═════ EXTRACTED TEXT

# Gift Bag, Tote Bag, Seamless Knitted in the Round (K)



## SouthernGirl (Dec 28, 2011)

This pattern is a very easy and fast knit for a round bag with a picot top edging, drawstring closure, staggered eyelets, and a star-patterned bottom. Included with this pattern are 3 bonus sections which are instructions for an optional I-Cord, stitch counts and pattern modifications for making various size bags, and tips for designing bags.

$2.00

http://www.ravelry.com/patterns/library/gift-bag-tote-bag-seamless-knitted-in-the-round

http://www.etsy.com/listing/129953898/pdf-pattern-gift-bag-tote-satchel-pouch?ref=shop_home_active


----------



## LizAnne (Nov 25, 2011)

Wow! Those are so nice. I will have to give it a try. Thank you for sharing.
Love the bright colors, too. How will you use them?


----------



## SouthernGirl (Dec 28, 2011)

For gifts. If you wrap tissue paper around the gift, you can shape the bag into the ball.

Great for Holiday gifts, Halloween and baby gifts.

Thank you for your comments.


----------



## laurelarts (Jul 31, 2011)

O.K. I have got to have this pattern. Headed over there now.
Those are just perfect for what I have in mind


----------



## Pocahontas (Apr 15, 2011)

Really cute and look so fun to make.


----------



## SouthernGirl (Dec 28, 2011)

Thank you.

I love your Avatar. It is so beautiful. Pocahontas' life fascinates me.



Pocahontas said:


> Really cute and look so fun to make.


----------



## laurelarts (Jul 31, 2011)

I have been reading the pattern I just purchased for this gift bag and I must say it is very well written. The instructions are clear and I love that the designer has actually inserted rnd. numbers so you can check them off as you go. Also, and you young people out there probably won't appreciate it as much as I do, but the font size is actually big enough to read  I guess that is one of my pet peeves with some patterns. Anyway, I think we have a winner here for sure.

══════════

#### [LIST OF TASKS]
a – Translate this sentence from the knitting pattern thread into Spanish: "This pattern is a very easy and fast knit for a round bag with a picot top edging, drawstring closure, staggered eyelets, and a star-patterned bottom."
b – Pull out every line of the listing that contains the string "leaf". Case counts.
The listing below comes from a different source than the knitting pattern thread.

═════ SUPPLIED DATA

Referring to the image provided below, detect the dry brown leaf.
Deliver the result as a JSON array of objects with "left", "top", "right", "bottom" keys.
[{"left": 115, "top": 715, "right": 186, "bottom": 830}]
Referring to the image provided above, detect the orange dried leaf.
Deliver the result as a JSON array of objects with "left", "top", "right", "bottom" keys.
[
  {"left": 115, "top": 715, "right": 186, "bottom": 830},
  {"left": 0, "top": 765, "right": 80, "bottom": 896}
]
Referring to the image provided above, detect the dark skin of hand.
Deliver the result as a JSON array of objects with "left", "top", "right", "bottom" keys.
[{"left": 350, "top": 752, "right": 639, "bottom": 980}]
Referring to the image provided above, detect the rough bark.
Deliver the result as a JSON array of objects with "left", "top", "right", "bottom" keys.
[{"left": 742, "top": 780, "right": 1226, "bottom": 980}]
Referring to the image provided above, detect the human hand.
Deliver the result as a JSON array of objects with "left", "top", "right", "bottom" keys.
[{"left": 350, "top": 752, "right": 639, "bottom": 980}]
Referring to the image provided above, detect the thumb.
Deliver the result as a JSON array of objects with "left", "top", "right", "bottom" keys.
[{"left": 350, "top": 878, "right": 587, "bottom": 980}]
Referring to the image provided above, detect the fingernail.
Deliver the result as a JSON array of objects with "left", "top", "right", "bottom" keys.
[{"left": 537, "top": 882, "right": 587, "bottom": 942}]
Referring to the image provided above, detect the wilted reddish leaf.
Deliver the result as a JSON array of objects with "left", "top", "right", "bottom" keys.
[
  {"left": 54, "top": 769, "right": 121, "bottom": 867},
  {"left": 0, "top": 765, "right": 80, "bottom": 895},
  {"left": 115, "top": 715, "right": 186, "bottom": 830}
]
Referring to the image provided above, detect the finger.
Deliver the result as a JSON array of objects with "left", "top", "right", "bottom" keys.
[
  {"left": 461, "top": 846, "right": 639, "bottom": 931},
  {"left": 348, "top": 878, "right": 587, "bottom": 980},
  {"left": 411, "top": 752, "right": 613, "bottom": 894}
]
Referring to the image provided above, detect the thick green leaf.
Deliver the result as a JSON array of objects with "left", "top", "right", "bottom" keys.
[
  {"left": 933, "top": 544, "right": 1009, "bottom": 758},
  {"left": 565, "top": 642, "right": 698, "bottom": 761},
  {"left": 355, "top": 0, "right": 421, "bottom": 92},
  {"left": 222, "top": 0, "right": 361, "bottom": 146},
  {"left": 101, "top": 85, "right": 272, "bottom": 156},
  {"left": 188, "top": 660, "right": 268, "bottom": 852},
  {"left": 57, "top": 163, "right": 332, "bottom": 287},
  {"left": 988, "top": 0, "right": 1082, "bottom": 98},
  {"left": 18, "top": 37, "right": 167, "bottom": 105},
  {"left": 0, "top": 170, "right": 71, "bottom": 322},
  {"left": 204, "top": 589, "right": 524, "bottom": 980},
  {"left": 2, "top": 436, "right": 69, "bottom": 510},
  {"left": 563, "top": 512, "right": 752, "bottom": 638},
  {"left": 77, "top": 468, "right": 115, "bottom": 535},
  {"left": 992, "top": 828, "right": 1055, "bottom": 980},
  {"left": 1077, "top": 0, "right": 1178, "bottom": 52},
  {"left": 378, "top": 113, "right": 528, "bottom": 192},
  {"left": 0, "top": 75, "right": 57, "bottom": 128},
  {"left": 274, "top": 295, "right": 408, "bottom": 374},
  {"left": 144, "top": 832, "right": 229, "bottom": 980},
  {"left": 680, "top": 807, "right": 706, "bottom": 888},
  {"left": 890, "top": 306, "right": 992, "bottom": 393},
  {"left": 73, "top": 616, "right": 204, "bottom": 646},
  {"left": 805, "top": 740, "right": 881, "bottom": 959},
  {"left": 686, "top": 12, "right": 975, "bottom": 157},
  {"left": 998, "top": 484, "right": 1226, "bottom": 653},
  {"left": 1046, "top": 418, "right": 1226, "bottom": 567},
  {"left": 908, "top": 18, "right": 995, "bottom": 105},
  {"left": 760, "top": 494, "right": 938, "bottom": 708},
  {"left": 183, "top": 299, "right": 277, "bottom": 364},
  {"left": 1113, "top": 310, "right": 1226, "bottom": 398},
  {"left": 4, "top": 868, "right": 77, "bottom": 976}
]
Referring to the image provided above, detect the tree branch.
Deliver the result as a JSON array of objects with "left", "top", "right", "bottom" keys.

══════════

#### [ANSWERS FOR THE TASKS]
a – Este patrón es un tejido muy fácil y rápido para una bolsa redonda con un borde superior de picot, cierre de cordón, ojales escalonados y una base con patrón de estrellas.

b –
Referring to the image provided below, detect the dry brown leaf.
Referring to the image provided above, detect the orange dried leaf.
Referring to the image provided above, detect the wilted reddish leaf.
Referring to the image provided above, detect the thick green leaf.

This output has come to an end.